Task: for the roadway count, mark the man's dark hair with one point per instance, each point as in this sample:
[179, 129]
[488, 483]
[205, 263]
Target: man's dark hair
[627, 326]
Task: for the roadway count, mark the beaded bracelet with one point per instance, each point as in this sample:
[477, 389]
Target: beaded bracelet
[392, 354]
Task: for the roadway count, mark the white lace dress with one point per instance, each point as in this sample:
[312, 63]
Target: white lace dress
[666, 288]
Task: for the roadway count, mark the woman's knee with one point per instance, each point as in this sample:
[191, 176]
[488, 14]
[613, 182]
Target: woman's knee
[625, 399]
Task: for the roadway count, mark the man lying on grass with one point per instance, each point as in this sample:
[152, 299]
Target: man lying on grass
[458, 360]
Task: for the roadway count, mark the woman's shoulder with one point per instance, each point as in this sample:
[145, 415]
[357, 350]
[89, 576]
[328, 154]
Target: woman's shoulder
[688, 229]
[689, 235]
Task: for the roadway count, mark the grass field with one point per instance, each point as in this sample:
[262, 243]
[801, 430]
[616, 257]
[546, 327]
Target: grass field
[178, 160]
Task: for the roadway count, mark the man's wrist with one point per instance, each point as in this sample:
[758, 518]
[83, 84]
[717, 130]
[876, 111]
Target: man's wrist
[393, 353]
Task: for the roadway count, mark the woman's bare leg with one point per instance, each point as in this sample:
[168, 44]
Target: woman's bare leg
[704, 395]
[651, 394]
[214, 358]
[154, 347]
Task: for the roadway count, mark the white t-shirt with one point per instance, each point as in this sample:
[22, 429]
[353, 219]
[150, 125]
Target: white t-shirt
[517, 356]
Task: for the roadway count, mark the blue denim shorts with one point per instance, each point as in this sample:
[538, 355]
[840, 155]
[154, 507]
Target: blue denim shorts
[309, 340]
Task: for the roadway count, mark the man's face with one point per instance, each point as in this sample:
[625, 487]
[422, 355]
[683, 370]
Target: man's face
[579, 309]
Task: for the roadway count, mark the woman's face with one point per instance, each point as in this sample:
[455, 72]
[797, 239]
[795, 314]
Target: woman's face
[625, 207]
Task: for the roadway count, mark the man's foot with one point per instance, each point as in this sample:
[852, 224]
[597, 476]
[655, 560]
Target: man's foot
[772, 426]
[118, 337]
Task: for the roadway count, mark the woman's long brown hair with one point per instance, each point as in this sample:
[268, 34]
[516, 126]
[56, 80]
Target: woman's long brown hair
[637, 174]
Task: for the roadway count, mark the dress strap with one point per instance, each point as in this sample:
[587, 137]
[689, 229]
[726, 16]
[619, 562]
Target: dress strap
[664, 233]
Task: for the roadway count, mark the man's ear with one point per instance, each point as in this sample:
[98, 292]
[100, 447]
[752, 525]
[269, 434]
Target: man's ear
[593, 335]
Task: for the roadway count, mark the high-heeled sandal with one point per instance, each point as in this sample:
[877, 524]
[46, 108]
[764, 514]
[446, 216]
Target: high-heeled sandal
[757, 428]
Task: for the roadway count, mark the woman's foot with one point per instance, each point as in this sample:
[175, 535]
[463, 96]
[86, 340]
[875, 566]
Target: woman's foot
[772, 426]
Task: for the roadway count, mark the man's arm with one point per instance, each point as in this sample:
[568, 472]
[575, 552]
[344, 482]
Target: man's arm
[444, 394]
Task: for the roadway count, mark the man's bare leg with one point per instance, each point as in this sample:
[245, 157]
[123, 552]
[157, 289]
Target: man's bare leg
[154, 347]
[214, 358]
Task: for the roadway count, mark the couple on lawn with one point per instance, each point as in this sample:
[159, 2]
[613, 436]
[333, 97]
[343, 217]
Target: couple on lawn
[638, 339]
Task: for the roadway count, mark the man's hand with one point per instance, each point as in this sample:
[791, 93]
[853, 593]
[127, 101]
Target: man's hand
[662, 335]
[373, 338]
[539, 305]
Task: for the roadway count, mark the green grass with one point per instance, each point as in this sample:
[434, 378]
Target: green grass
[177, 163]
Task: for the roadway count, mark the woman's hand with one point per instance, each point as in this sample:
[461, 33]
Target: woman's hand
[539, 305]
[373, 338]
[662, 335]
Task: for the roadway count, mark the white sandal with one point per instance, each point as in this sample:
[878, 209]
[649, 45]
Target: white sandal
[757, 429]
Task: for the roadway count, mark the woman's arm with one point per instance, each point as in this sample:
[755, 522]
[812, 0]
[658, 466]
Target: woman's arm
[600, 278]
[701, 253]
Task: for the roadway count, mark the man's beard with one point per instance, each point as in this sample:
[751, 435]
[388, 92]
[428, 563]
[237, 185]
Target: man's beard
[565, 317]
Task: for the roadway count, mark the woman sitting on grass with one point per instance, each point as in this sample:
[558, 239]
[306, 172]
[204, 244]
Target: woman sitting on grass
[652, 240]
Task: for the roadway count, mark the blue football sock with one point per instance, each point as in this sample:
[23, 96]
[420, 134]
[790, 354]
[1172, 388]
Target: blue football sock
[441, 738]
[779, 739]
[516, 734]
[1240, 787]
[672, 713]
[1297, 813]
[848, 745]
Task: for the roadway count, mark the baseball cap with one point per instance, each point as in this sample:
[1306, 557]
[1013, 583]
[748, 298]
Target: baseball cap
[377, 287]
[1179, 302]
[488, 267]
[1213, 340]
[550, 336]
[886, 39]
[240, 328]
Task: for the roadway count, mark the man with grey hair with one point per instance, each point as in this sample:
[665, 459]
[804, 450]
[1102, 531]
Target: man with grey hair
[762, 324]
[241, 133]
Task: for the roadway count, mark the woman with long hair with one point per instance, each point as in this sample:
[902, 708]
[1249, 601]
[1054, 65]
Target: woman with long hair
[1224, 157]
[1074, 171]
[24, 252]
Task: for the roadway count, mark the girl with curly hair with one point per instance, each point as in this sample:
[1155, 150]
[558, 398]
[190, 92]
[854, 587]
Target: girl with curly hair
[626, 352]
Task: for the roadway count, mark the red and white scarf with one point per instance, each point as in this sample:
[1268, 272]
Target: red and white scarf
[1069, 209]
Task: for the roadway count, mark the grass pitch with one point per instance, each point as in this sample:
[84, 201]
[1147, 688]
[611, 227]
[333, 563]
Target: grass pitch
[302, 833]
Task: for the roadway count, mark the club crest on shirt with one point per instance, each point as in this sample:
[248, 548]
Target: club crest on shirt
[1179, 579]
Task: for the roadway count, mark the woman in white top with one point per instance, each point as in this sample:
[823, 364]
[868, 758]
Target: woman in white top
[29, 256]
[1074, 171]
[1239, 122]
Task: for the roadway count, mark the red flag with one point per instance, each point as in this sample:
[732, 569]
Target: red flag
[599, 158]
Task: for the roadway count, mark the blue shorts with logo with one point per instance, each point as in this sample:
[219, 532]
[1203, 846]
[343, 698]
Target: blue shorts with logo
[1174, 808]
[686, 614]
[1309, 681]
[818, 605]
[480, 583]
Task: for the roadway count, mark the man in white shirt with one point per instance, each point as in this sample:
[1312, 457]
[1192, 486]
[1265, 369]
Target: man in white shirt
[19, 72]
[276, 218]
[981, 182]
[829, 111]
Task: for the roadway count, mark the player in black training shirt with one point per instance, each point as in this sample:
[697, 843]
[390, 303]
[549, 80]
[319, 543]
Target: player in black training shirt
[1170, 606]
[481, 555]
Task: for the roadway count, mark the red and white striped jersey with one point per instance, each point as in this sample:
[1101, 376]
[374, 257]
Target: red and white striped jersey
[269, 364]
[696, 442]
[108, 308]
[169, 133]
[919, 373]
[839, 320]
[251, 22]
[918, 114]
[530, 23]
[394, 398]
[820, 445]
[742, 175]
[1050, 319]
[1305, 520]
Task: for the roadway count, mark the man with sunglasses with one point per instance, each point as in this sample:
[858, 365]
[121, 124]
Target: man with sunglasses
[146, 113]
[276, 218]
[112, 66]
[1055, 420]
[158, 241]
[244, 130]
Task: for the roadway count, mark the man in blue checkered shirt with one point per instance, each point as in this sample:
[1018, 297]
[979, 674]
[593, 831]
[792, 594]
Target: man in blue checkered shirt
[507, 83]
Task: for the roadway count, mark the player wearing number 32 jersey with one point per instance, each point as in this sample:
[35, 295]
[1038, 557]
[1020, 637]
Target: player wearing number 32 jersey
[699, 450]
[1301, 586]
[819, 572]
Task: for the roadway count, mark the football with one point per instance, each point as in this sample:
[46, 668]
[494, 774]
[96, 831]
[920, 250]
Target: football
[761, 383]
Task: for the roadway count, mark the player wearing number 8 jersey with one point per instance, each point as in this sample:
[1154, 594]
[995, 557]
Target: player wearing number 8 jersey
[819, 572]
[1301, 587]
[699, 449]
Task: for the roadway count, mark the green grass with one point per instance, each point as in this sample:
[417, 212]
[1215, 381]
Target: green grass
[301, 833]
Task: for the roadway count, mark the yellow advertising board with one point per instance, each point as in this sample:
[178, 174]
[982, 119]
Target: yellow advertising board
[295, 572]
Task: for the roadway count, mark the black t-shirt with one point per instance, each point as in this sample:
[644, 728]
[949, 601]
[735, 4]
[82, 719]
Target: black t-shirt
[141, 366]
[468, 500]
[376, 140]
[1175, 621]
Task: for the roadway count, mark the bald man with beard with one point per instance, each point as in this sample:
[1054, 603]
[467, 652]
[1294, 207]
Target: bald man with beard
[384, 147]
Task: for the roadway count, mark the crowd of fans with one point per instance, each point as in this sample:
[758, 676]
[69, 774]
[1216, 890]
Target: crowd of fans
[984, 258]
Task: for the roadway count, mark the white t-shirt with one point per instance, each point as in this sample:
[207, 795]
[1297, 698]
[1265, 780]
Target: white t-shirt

--------

• _YOUR TASK_: Convert the lines between the one containing "Task: for the roadway count, mark the woman with" and the one containing "[1069, 209]", inclusive, into a Markdown table with columns Number and Line. Give each line its own numbered row and omit blank lines.

• _CORRECT OUTPUT_:
| Number | Line |
|---|---|
| 1 | Task: for the roadway count, mark the woman with long hair with one point per instance, each point as in this sample: |
| 2 | [902, 708] |
| 3 | [1249, 601] |
| 4 | [1054, 65] |
| 5 | Target: woman with long hair |
| 6 | [1224, 157] |
| 7 | [1074, 171] |
| 8 | [24, 252] |
| 9 | Task: for the roadway count, mark the girl with curly hair with one point per instance, each point as in this sample: |
| 10 | [1155, 150] |
| 11 | [558, 398] |
| 12 | [190, 92] |
| 13 | [854, 587] |
| 14 | Target: girl with curly hair |
| 15 | [626, 352] |
| 16 | Task: for the roadway count, mark the red and white scarf with one point per instance, each point as in this sample: |
| 17 | [1268, 272] |
| 18 | Target: red and white scarf |
| 19 | [1069, 209] |